**Referring expression data:**
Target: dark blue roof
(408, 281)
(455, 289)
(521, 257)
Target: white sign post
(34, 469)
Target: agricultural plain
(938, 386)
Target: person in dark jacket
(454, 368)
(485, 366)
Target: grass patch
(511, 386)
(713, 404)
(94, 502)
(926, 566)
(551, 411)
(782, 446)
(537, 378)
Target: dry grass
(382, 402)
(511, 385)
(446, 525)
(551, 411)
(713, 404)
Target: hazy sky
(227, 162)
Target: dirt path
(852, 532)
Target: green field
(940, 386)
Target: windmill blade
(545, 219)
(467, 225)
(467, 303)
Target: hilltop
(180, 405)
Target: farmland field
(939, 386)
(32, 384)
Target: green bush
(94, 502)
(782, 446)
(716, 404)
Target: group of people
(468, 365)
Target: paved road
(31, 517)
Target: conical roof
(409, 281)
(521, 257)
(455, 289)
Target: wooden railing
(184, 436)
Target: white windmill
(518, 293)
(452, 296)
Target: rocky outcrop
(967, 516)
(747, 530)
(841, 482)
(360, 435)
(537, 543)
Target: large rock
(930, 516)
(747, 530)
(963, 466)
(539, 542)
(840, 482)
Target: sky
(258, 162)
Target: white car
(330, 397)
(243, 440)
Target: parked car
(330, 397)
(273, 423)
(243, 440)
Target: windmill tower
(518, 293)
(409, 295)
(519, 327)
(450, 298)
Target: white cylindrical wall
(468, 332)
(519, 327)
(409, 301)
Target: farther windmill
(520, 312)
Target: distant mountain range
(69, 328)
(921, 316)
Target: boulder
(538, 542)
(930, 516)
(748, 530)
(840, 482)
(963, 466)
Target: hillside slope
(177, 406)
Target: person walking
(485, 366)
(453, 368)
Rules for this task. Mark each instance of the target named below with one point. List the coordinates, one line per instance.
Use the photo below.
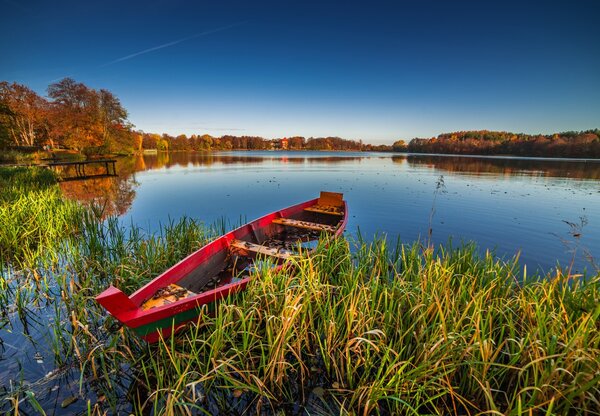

**TASK DESCRIPTION:** The data should be printed again unchanged; leave its pictures out.

**SOLUTION TO THE PROBLEM:**
Target: dark blue roof
(408, 281)
(455, 289)
(521, 257)
Target: white sign post
(34, 469)
Target: agricultural plain
(938, 386)
Target: person in dark jacket
(454, 368)
(485, 366)
Target: grass patch
(511, 386)
(713, 404)
(94, 502)
(926, 566)
(551, 411)
(782, 446)
(537, 378)
Target: dry grass
(382, 402)
(511, 385)
(446, 525)
(551, 411)
(713, 404)
Target: hazy sky
(227, 162)
Target: dirt path
(852, 532)
Target: green field
(940, 386)
Target: windmill blade
(545, 219)
(467, 225)
(467, 303)
Target: hilltop
(180, 405)
Target: farmland field
(939, 386)
(32, 384)
Target: green bush
(94, 502)
(782, 446)
(716, 404)
Target: group of people
(468, 365)
Target: paved road
(31, 517)
Target: conical roof
(409, 281)
(521, 257)
(455, 289)
Target: wooden railing
(184, 436)
Target: white windmill
(518, 293)
(452, 296)
Target: rocky outcrop
(967, 516)
(747, 530)
(841, 482)
(360, 435)
(537, 543)
Target: large rock
(930, 516)
(747, 530)
(963, 466)
(539, 542)
(840, 482)
Target: sky
(258, 162)
Target: white car
(330, 397)
(243, 440)
Target: parked car
(330, 397)
(273, 423)
(243, 440)
Target: windmill tower
(518, 293)
(409, 295)
(519, 327)
(450, 298)
Target: white cylindrical wall
(468, 332)
(519, 327)
(409, 301)
Target: farther windmill
(520, 312)
Target: distant mountain range
(69, 328)
(921, 316)
Target: boulder
(538, 542)
(930, 516)
(748, 530)
(840, 482)
(963, 466)
Target: hillside slope
(177, 406)
Target: person walking
(485, 366)
(453, 368)
Rules for this task. Mark each instance of the target named below with one point. List the coordinates, one line per instance.
Use the photo below.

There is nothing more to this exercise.